BEGIN SOURCE PASSAGE
LSAT Diary: Prep and Test Day Experience

LSAT Blog Prep Test Day ExperienceThis installment of LSAT Diaries comes from Tamara, a 45-year-old computer programmer who scored a 166 on the December 2010 LSAT.

She's got some great LSAT advice for you about how she did it, and a great description of what taking the test was like.

If you want to be in LSAT Diaries, please email me at LSATUnplugged@gmail.com. (You can be in LSAT Diaries whether you've taken the exam already or not.)

Tamara's LSAT Diary:

Patents and intellectual property rights interest me, and friends who are lawyers suggested my prospects for practicing intellectual property law are good. I've worked in computer software for 15 years while I attended college for degrees in communication and computer science. I had high school ambitions for law school, but high school graduation was 25 years ago. Almost on a whim, I registered for the December 2010 LSAT. I had ten weeks to prepare.

I didn't pin any specific outcome on the results. Everyone who completes a law school application takes the LSAT. So instead of pondering "Should apply to law school" and "How will I ever afford it" I decided to take the test and see what happens.

My first stop was the public library. I opened the phonebook-sized guide and took the practice test at the front. Reading comprehension, no sweat. Short-answer logical questions, hm, some of those I'm getting backwards or not right ... ohmigoodness, these puzzles? Most fun I've ever had with a #2 pencil, but each one takes a full half-hour? Many hours later, without timing anything and with ample breaks, I had a practice score of 159. (But test prep book warmups are not equivalent to the actual tests.)

So my journey began. Next step, Internet, where I quickly found LSAT Blog. Based on the advice of using official LSAT practice tests, I ordered five. One for each of the last five weeks of preparation. I didn't share this goal with anyone other than my housemates; people who could see for the huge tome labeled LSAT preparation on the coffee table.
END SOURCE PASSAGE
BEGIN RAW DATA
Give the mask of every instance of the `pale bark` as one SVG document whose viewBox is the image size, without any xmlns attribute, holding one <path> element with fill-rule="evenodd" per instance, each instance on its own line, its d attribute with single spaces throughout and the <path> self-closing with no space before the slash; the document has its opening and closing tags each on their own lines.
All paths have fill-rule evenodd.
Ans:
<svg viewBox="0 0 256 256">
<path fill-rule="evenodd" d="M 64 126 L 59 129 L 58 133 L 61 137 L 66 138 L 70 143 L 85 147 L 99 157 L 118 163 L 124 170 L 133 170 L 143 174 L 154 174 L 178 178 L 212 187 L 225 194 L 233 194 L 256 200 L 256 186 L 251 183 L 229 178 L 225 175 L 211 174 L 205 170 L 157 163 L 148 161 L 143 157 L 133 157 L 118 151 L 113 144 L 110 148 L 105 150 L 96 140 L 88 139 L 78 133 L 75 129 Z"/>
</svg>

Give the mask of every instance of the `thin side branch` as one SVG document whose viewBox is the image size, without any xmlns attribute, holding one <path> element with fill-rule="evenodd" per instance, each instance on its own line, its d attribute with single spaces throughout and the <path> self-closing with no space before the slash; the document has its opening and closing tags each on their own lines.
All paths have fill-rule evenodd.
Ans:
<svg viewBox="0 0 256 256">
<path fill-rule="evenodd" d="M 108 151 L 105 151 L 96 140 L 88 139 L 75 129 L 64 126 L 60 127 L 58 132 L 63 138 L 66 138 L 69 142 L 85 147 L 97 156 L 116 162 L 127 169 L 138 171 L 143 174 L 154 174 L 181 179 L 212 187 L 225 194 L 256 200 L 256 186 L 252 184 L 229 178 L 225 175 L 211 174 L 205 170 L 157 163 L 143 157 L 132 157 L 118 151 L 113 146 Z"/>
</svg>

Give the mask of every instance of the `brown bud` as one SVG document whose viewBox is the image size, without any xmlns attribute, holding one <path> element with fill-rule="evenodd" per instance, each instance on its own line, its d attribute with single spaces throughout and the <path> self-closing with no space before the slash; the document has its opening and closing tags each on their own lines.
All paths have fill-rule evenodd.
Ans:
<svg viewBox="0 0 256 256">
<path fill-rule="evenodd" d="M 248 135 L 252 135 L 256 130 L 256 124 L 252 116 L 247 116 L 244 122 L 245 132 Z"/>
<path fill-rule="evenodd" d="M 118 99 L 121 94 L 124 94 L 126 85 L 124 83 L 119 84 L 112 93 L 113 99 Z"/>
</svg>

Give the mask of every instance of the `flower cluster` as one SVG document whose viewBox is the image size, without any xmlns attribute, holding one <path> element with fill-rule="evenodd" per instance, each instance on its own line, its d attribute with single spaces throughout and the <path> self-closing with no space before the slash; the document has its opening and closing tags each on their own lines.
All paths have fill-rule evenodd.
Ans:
END RAW DATA
BEGIN RAW DATA
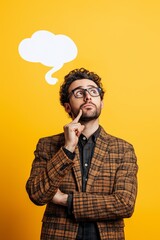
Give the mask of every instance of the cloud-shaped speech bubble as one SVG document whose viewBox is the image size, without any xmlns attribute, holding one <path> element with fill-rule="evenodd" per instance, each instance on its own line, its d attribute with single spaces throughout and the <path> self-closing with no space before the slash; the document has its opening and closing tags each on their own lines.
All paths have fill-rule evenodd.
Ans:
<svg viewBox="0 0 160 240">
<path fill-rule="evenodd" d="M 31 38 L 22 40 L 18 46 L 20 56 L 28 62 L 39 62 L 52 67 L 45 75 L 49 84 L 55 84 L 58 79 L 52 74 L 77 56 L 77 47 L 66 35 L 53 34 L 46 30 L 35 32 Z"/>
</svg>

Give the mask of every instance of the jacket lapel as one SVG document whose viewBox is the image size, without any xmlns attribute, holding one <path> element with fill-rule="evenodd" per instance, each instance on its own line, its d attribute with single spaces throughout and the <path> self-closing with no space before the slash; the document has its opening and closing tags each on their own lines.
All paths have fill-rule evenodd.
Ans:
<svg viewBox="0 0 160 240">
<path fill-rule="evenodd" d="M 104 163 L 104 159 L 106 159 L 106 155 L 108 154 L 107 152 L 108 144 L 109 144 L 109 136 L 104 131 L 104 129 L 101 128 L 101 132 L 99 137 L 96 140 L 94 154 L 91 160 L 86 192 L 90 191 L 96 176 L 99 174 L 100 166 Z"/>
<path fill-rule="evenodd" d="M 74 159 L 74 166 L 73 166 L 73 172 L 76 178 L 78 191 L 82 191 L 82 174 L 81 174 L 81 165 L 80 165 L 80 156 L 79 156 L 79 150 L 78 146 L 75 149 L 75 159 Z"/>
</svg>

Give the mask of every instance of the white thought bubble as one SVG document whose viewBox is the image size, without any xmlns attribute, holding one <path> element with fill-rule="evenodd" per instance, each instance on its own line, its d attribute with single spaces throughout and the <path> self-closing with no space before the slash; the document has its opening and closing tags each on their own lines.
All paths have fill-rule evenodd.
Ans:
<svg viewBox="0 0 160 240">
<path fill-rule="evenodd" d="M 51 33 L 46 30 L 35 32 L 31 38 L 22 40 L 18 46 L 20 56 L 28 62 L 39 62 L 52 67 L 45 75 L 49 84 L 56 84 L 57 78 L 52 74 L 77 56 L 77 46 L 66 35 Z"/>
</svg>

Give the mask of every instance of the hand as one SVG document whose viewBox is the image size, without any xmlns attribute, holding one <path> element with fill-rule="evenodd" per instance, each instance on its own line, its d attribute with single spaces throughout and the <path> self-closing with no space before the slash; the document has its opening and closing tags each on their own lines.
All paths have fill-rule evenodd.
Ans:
END RAW DATA
(PARTS OF THE EXERCISE):
1: According to the LSAT diary, how many weeks did Tamara have to prepare for the December 2010 LSAT?
2: Continue the LSAT diary from the point where it stops.

(THE REPLIES):
1: She had ten weeks to prepare.

2:
The first five weeks, I focused on accuracy on the two weak spots: short answer (logical reasoning) and logic games (analytical reasoning). I spent weekday evenings casually answering 10 or 20 logical reasoning questions, then working on the types I got wrong. I learned about the question types, and how to identify the argument and conclusions. I followed a strategy of discarding the obviously wrong answers right off and then selecting the one best answer from the remaining answers.

Logic games? Definitely hard. Fortunately, it's the same type of reasoning required to solve the trickiest real-life computer programming problems. I photocopied logic games on individual pieces of paper and carried them with me, so that a wait at the mechanic or the vet became logic game time. I worked on them in the break room at work, where I sat and tried to figure out the contrapositives and grouping and scheduling and charts and placing square people at round tables.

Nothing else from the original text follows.